RECORDS SHOWN:
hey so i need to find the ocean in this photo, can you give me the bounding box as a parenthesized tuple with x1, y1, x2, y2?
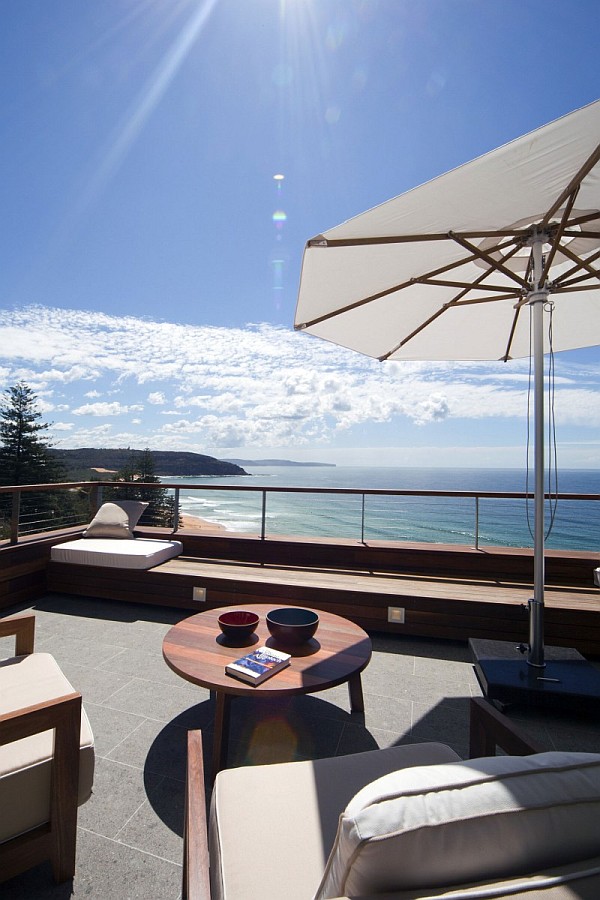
(163, 466, 600, 552)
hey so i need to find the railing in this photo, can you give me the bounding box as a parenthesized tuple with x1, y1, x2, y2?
(1, 480, 599, 551)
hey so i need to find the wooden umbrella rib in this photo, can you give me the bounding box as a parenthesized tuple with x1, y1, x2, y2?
(418, 277, 520, 293)
(503, 305, 523, 362)
(449, 232, 529, 289)
(541, 141, 600, 226)
(298, 240, 483, 330)
(314, 227, 548, 249)
(555, 245, 600, 287)
(551, 282, 600, 294)
(453, 292, 521, 305)
(540, 188, 578, 284)
(298, 233, 527, 330)
(378, 241, 523, 360)
(552, 240, 600, 282)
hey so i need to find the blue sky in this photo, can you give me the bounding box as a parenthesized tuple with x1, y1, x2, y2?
(1, 0, 599, 467)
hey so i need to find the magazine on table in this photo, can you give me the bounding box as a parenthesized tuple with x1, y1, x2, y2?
(225, 645, 291, 685)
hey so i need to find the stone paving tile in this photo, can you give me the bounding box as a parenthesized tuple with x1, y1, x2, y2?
(79, 757, 164, 840)
(59, 659, 135, 705)
(361, 691, 413, 734)
(83, 700, 148, 758)
(35, 631, 127, 669)
(106, 716, 200, 783)
(390, 671, 475, 706)
(368, 646, 416, 675)
(99, 674, 208, 723)
(411, 695, 472, 748)
(413, 653, 480, 685)
(72, 828, 182, 899)
(97, 643, 190, 688)
(115, 775, 186, 867)
(376, 633, 473, 663)
(335, 721, 399, 755)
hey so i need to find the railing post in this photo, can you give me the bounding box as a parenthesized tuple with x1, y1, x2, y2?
(475, 496, 480, 550)
(173, 488, 180, 533)
(90, 484, 101, 519)
(361, 493, 366, 544)
(10, 489, 20, 544)
(261, 490, 267, 540)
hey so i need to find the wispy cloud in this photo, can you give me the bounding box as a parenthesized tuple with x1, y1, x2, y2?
(0, 305, 599, 456)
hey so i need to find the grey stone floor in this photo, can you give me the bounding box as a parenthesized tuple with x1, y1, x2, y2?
(2, 593, 600, 899)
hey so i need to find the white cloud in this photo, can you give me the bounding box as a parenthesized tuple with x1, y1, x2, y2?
(0, 305, 598, 461)
(72, 401, 134, 416)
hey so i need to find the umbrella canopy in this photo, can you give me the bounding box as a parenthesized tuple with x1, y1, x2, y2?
(295, 100, 600, 667)
(295, 100, 600, 360)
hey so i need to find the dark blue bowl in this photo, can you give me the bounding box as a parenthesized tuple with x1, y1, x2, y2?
(266, 607, 319, 646)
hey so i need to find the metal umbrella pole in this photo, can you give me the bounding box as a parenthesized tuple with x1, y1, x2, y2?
(526, 230, 550, 668)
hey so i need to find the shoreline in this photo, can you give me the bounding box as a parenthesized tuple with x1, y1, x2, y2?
(179, 513, 227, 533)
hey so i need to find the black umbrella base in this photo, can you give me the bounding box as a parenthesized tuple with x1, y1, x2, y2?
(469, 639, 600, 715)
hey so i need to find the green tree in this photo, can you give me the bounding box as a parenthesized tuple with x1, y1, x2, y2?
(109, 448, 178, 528)
(0, 383, 64, 485)
(0, 383, 85, 536)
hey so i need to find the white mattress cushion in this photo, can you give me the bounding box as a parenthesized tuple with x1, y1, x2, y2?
(51, 538, 183, 569)
(315, 751, 600, 899)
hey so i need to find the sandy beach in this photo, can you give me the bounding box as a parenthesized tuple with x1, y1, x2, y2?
(179, 513, 226, 533)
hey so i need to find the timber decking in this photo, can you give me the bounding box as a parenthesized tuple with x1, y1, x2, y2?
(3, 526, 598, 653)
(46, 552, 600, 655)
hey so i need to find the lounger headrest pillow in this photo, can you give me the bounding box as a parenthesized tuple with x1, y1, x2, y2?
(83, 501, 148, 539)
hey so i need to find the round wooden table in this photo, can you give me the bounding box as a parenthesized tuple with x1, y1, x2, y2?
(163, 604, 372, 775)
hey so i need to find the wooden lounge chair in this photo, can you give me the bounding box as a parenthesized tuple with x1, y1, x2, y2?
(184, 697, 600, 899)
(0, 614, 95, 885)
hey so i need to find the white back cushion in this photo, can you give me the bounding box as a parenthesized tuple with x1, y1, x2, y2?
(314, 752, 600, 899)
(83, 500, 148, 539)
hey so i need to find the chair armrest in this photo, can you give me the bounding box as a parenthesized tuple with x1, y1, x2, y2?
(0, 613, 35, 656)
(184, 730, 211, 900)
(469, 696, 544, 758)
(0, 691, 82, 880)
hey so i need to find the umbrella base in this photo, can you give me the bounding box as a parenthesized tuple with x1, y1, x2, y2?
(469, 639, 600, 714)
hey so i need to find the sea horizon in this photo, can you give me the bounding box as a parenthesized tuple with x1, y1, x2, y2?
(161, 465, 600, 552)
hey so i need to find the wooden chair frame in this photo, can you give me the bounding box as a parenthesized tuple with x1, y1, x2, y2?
(183, 696, 543, 900)
(0, 614, 82, 884)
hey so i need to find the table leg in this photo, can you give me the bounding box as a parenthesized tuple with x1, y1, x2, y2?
(212, 691, 231, 777)
(348, 672, 365, 713)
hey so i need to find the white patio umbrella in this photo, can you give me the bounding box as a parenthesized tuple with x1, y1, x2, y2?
(295, 99, 600, 672)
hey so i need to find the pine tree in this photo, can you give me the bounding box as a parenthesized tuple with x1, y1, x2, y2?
(110, 448, 178, 527)
(0, 383, 63, 485)
(0, 383, 77, 536)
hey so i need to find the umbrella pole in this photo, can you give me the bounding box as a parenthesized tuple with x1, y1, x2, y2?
(527, 233, 549, 668)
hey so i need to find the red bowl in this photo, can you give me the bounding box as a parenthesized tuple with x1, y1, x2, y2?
(218, 610, 259, 640)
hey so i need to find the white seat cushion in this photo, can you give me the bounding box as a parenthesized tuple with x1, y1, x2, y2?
(209, 741, 460, 900)
(0, 652, 95, 843)
(314, 752, 600, 899)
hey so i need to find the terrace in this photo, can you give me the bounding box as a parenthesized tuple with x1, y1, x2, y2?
(1, 482, 600, 896)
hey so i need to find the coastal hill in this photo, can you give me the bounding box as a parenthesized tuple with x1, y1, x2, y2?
(51, 448, 247, 478)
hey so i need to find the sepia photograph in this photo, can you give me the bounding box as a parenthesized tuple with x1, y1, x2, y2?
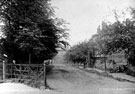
(0, 0, 135, 94)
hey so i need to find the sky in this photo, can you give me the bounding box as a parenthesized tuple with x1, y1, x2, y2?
(51, 0, 135, 46)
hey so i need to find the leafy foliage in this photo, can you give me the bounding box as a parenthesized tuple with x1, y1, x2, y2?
(90, 9, 135, 66)
(0, 0, 69, 64)
(65, 41, 95, 64)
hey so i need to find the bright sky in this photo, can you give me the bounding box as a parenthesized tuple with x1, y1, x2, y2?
(51, 0, 135, 46)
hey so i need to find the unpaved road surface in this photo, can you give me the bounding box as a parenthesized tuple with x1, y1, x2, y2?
(47, 51, 135, 94)
(0, 51, 135, 94)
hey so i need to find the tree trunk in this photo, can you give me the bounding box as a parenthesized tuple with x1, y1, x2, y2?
(104, 58, 107, 72)
(29, 53, 31, 64)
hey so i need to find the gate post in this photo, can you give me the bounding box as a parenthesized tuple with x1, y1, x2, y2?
(44, 61, 47, 89)
(3, 61, 6, 82)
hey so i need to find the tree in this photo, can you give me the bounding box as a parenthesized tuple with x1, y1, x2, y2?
(0, 0, 69, 64)
(64, 40, 96, 68)
(91, 9, 135, 66)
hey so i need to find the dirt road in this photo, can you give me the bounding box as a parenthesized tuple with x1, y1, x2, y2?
(47, 51, 135, 94)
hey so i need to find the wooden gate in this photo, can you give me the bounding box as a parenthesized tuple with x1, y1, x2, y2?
(6, 64, 44, 80)
(94, 56, 107, 71)
(0, 60, 52, 88)
(87, 51, 107, 71)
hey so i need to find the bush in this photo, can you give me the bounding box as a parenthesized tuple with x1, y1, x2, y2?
(126, 65, 135, 76)
(108, 65, 128, 73)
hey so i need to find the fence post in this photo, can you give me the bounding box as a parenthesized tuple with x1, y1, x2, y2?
(44, 62, 47, 89)
(87, 51, 90, 67)
(3, 61, 6, 82)
(104, 57, 107, 72)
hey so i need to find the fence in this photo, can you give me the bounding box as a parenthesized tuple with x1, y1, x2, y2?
(0, 59, 52, 88)
(72, 54, 128, 73)
(72, 56, 108, 72)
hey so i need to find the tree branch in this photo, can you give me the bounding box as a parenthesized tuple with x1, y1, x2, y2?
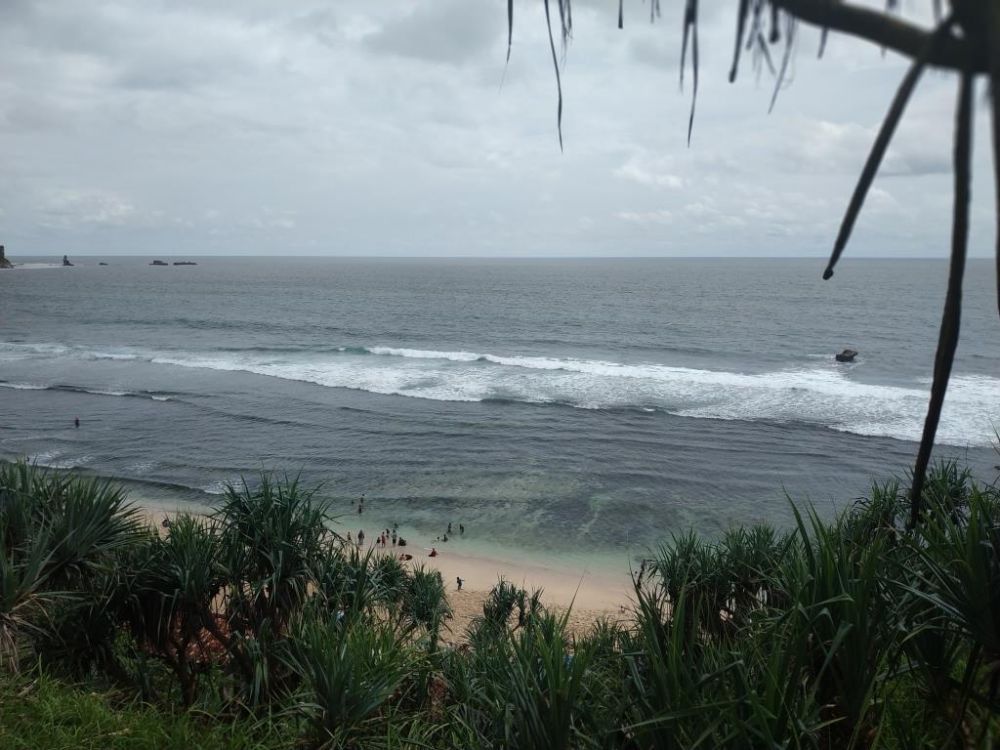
(909, 71, 973, 527)
(771, 0, 985, 73)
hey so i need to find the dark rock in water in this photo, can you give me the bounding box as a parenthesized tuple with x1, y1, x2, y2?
(150, 259, 169, 266)
(835, 349, 858, 363)
(0, 245, 11, 269)
(173, 261, 197, 266)
(62, 254, 73, 267)
(98, 262, 108, 266)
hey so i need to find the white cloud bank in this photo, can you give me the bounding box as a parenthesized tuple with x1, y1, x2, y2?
(0, 0, 993, 257)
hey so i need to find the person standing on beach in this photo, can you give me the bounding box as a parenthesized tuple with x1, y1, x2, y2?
(358, 529, 365, 546)
(456, 576, 463, 591)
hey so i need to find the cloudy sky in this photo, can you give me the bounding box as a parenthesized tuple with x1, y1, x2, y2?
(0, 0, 993, 257)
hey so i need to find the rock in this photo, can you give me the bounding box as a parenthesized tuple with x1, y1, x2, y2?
(172, 261, 197, 266)
(98, 262, 108, 266)
(835, 349, 858, 363)
(62, 254, 73, 267)
(0, 245, 11, 269)
(150, 259, 169, 266)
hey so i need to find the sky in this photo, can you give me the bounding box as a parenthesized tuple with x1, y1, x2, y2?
(0, 0, 994, 258)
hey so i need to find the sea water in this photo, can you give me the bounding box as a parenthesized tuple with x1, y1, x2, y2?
(1, 257, 997, 560)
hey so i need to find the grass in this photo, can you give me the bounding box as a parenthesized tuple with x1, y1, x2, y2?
(0, 671, 289, 750)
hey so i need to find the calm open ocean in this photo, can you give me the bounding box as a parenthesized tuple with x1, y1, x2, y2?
(1, 257, 997, 555)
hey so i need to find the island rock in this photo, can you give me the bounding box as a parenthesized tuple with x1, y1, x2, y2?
(0, 245, 11, 269)
(835, 349, 858, 363)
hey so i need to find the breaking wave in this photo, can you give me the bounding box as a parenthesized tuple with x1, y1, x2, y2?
(2, 341, 997, 447)
(0, 379, 174, 401)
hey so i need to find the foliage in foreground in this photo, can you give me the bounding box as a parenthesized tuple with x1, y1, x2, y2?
(2, 460, 1000, 748)
(0, 670, 289, 750)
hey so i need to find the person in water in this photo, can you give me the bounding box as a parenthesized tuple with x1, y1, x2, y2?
(74, 417, 80, 428)
(429, 547, 438, 558)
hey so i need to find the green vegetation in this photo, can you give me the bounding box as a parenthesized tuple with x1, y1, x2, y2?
(2, 460, 1000, 748)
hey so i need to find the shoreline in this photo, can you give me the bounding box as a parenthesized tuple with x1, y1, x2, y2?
(138, 500, 635, 639)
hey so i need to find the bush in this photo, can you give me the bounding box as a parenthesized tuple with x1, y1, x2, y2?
(2, 460, 999, 748)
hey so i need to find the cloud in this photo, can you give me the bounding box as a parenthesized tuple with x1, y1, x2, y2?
(617, 209, 673, 224)
(615, 156, 683, 188)
(0, 0, 990, 258)
(40, 188, 136, 228)
(364, 1, 500, 65)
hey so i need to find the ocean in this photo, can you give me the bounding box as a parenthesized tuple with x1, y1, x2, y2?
(1, 257, 997, 563)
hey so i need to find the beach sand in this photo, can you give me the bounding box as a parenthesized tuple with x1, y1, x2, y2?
(398, 543, 634, 643)
(139, 502, 636, 642)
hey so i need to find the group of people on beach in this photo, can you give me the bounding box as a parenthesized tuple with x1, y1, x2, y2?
(434, 521, 465, 544)
(347, 523, 407, 549)
(349, 494, 473, 578)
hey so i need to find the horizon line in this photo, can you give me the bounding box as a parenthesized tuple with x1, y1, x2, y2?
(3, 253, 985, 261)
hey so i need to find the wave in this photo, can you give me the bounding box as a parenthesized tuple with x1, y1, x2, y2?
(0, 380, 175, 402)
(24, 449, 95, 470)
(3, 340, 998, 447)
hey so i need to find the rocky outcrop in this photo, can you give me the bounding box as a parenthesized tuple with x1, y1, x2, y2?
(835, 349, 858, 363)
(173, 261, 197, 266)
(150, 259, 169, 266)
(0, 245, 11, 269)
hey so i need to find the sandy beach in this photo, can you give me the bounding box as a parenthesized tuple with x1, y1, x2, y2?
(138, 501, 635, 642)
(392, 542, 634, 642)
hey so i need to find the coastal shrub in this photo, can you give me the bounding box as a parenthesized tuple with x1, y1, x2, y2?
(2, 460, 1000, 748)
(400, 565, 451, 653)
(312, 545, 383, 625)
(281, 612, 413, 747)
(117, 516, 227, 706)
(0, 461, 140, 673)
(215, 474, 335, 706)
(218, 474, 332, 636)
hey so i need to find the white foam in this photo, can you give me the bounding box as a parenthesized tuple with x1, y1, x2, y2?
(26, 450, 93, 469)
(4, 339, 999, 446)
(368, 346, 480, 362)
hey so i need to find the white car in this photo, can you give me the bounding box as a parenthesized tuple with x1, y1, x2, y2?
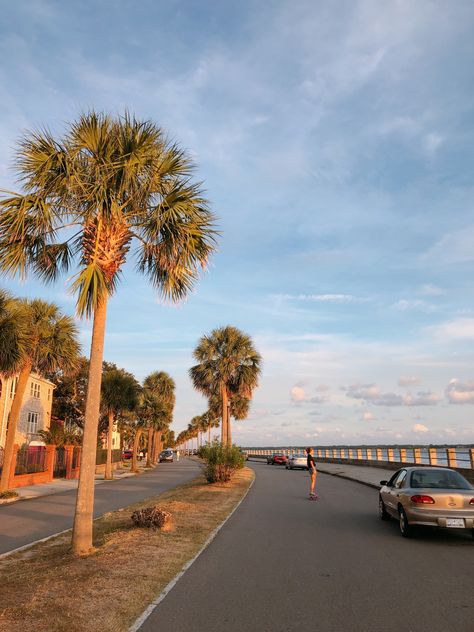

HOW TO COMPLETE THIS TASK: Only the lines from the one holding "hey so i need to find the beach" through the end of the records belong in the answer, copied exactly and without pictures.

FINAL ANSWER:
hey so i need to find the beach sand in this photo, can you give me the bounding box as a parenthesized tuple with x1, y1, x2, y2?
(398, 543, 634, 643)
(139, 502, 636, 642)
hey so i need to find the group of people on beach in this photo, can you give me the bounding box as a parenthesized tuple with x1, y1, x2, y2?
(434, 521, 465, 544)
(347, 523, 407, 549)
(349, 494, 473, 578)
hey so i need to find the horizon line in this photo, can you give me the bounding box as a parenthesized tuple with x1, y1, x2, y2?
(3, 253, 985, 261)
hey so i need to find the wave in this photo, can you give me the bounding box as a parenthesized tuple with x1, y1, x2, y2?
(0, 380, 175, 402)
(24, 449, 95, 470)
(3, 340, 998, 447)
hey so i need to find the rocky outcrop in this photo, can you give me the bounding box as a parenthesized tuple with x1, y1, x2, y2?
(835, 349, 858, 363)
(173, 261, 197, 266)
(150, 259, 169, 266)
(0, 245, 11, 269)
hey so i need to find the sandy beach in this photo, can you give me the bounding box as a parenthesized tuple with x1, y1, x2, y2?
(138, 501, 635, 642)
(392, 542, 634, 642)
hey so i need to find the coastal shrub in this photo, can you give me the bounding box as a parenthesized tuple with x1, y1, x2, y2?
(2, 460, 1000, 748)
(400, 565, 451, 653)
(312, 545, 383, 625)
(281, 612, 413, 747)
(117, 516, 227, 706)
(0, 461, 140, 673)
(215, 474, 335, 706)
(218, 474, 332, 636)
hey so i need to find the white foam in this photo, can you give me the bounding box as a parenthesized tuple with x1, y1, x2, y2?
(26, 450, 93, 469)
(4, 339, 999, 446)
(368, 346, 480, 362)
hey so i need to find the white car in this photo, can you give me the bounding box as a parenthesized tuple with x1, y1, x2, y2?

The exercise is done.